Riporta fedelmente il brano del testo sulla corruzione in Italia che comincia con "Ma è altrettanto" e finisce con "annacqua la coscienza.".

▶ Testo della pagina
#####
Sono gli ingordi adepti della filosofia
dell’avere.
Secondo gli immorali parametri sociali, oggi
si giudica qualcuno non per quello che è, che esprime e rappresenta, ma per
quello che ha: chi non fa i soldi è considerato un poveraccio, un incapace, un
fallito o un cretino. E’ per questo che lucro, tangenti e mazzette segnano i
passi del percorso della corruzione. Fino al trionfo dell’egoismo puro.
Il denaro ti fa bello, bravo e importante, a
prescindere da ogni altra eventuale qualità - non necessaria ed essenziale - e
da come l’hai ottenuto, rubato o guadagnato. Ti da prestigio, nobiltà e stima
sociale.
Ma in questa Italia deviata e perduta,
deprivata di valori e degenerata nei principi e nei costumi, la delinquenza si
fa sistema, sposando la politica e le istituzioni e assurge al ruolo di “Mafia
Capitale”.
Alla mafia storica “coppola e lupara” -
quella del tritolo, delle stragi e che fa affari con lo Stato - si
sostituiscono, o meglio si aggiungono, altre forme di criminalità organizzata
che si riproducono e si propagano per talea: quelle locali, tante piccole “cosa
nostra” spontanee e occasionali, che controllano i gangli vitali e i canali di
spesa di aree circoscritte. Ogni regione, ogni comune ha la sua “banda della
Magliana”, la sua camorra “provinciale” che vigila, presidia il territorio e
impone il pizzo e le sue leggi.
Un fenomeno in continua crescita che va
sempre più a collocarsi tra le tipicità e le tradizioni del nostro grande
Paese, trovando spazio accanto a quelle storiche, artistiche, gastronomiche e
di folclore, per le quali un tempo eravamo conosciuti ed apprezzati.
La disonestà è lo strumento di una nuova
egemonia culturale, che oggi ci distingue e ci pone al primo posto di quella
speciale categoria, nel nostro continente. E ci fa vergognare.
E’ vero che non tutti i politici sono
corrotti; che non tutti i grandi appalti odorano di mafia e di tangenti; che
non tutti i funzionari e i vigili prendono la mazzetta; che non tutti i
professori si vendono, anche in natura, gli esami all’università; che non tutti
i rettori sono nepotisti e fanno vincere cattedre e concorsi da primario a
figli, mogli e affini; che non tutti i chirurghi operano le vecchiette con
scarse aspettative di vita per avere i rimborsi della regione; che qualche
centro di identificazione per rifugiati e immigrati funziona decentemente e che
qualche cooperativa spende per i rom i soldi che per i rom riceve.
Ma è altrettanto vero che la gestione della
cosa pubblica, o di qualsiasi banchetto di potere, sia sempre più vista come l’irripetibile
occasione per conseguire profitto e vantaggi personali, per ricevere e
scambiare favori, per acquisire consenso, rendite di prestigio e scalare
posizioni. Un multiforme contenitore da usare come proprietà privata, da trattare
o svendere, quando e come più conviene, in un processo che eccita l’autostima, favorisce
il vizio e annacqua la coscienza.
#####
▶ Righe elencate
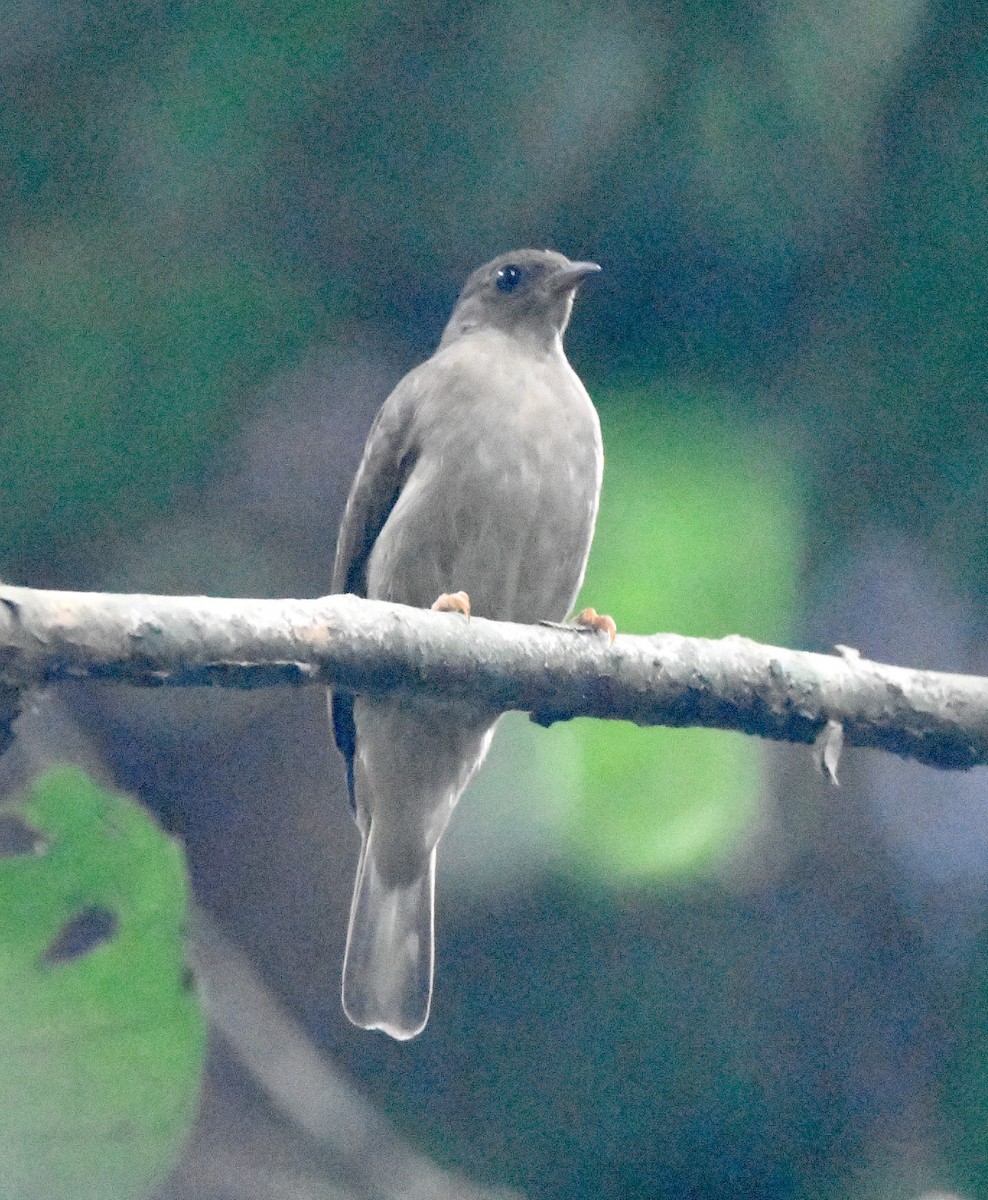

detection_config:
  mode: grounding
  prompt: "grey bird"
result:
[331,250,609,1040]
#####
▶ Soluzione del compito
Ma è altrettanto vero che la gestione della
cosa pubblica, o di qualsiasi banchetto di potere, sia sempre più vista come l’irripetibile
occasione per conseguire profitto e vantaggi personali, per ricevere e
scambiare favori, per acquisire consenso, rendite di prestigio e scalare
posizioni. Un multiforme contenitore da usare come proprietà privata, da trattare
o svendere, quando e come più conviene, in un processo che eccita l’autostima, favorisce
il vizio e annacqua la coscienza.